* DATA SHOWN *
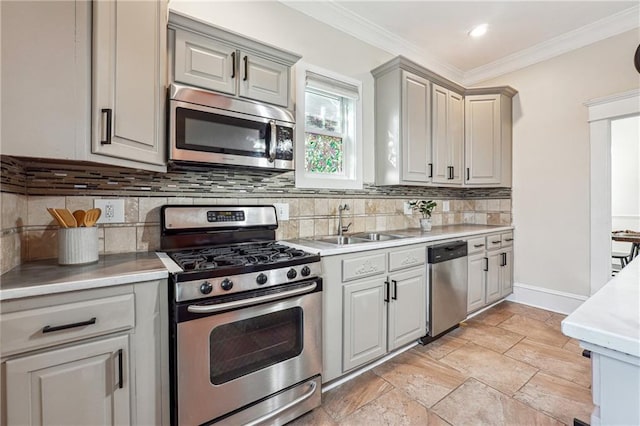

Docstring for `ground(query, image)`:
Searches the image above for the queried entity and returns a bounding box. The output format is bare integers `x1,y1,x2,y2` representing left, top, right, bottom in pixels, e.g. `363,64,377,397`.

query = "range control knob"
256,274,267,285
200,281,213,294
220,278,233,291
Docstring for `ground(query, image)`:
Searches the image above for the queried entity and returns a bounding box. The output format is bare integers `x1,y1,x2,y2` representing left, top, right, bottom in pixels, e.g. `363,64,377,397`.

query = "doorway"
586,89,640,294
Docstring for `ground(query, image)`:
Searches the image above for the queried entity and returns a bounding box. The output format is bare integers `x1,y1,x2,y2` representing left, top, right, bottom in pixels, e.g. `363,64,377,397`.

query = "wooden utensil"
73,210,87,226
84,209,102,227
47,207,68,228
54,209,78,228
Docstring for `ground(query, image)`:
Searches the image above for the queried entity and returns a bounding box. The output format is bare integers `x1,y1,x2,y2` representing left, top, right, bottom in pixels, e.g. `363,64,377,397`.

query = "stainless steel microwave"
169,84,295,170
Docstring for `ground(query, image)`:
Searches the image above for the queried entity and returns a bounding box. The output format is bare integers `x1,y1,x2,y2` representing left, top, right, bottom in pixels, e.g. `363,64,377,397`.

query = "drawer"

* TASK OBJECTIVE *
Recast every line of the records above as a numbered list, skipping blank lines and leaving out the pictures.

* ANSWER TO THE EXERCISE *
1. Docstring for `ground(query, image)`:
2. Searches the image above for the queried entity and returns a bounding box. The output format is bare integers `x1,y1,x2,y2` representing left, top, right, bottom in pixels, e.g. `363,64,377,397`.
3. query = "range control knob"
4. 256,274,267,285
5. 200,281,213,294
6. 220,278,233,291
7. Docstring for `ground(query, image)`:
8. Searches the image above for the queried entity and returns a bounding box. The output format is bare integers `x1,y1,x2,y2` representing left, top, right, bottom in pixels, e.g. `363,64,377,397`.
9. query = "doorway"
10. 586,89,640,294
11. Docstring for `ground(query, image)`:
12. Searches the image above for the queried entity and returns a bounding box. The output format is bare integers `x1,y1,x2,y2` representing left, top, right, bottom in pixels, e.g. `363,64,377,397`.
13. query = "wooden utensil"
14. 73,210,87,226
15. 84,209,102,227
16. 47,207,68,228
17. 54,209,78,228
18. Docstring for `ground(query, image)`:
19. Searches the image above for the queried entity and returns a bounding box. The output format is bare integers `x1,y1,x2,y2` representing left, top, right, bottom in pixels, e.g. `363,64,377,397`.
20. query = "stainless steel microwave"
21. 169,84,295,170
22. Docstring for `ground(query, image)`:
23. Searches the image above for the queried entity and returns a bounding box. The output format is bare integers `x1,y1,x2,y2` representing left, top, right, bottom in pixels, e.g. `363,64,377,397`.
24. query = "drawer"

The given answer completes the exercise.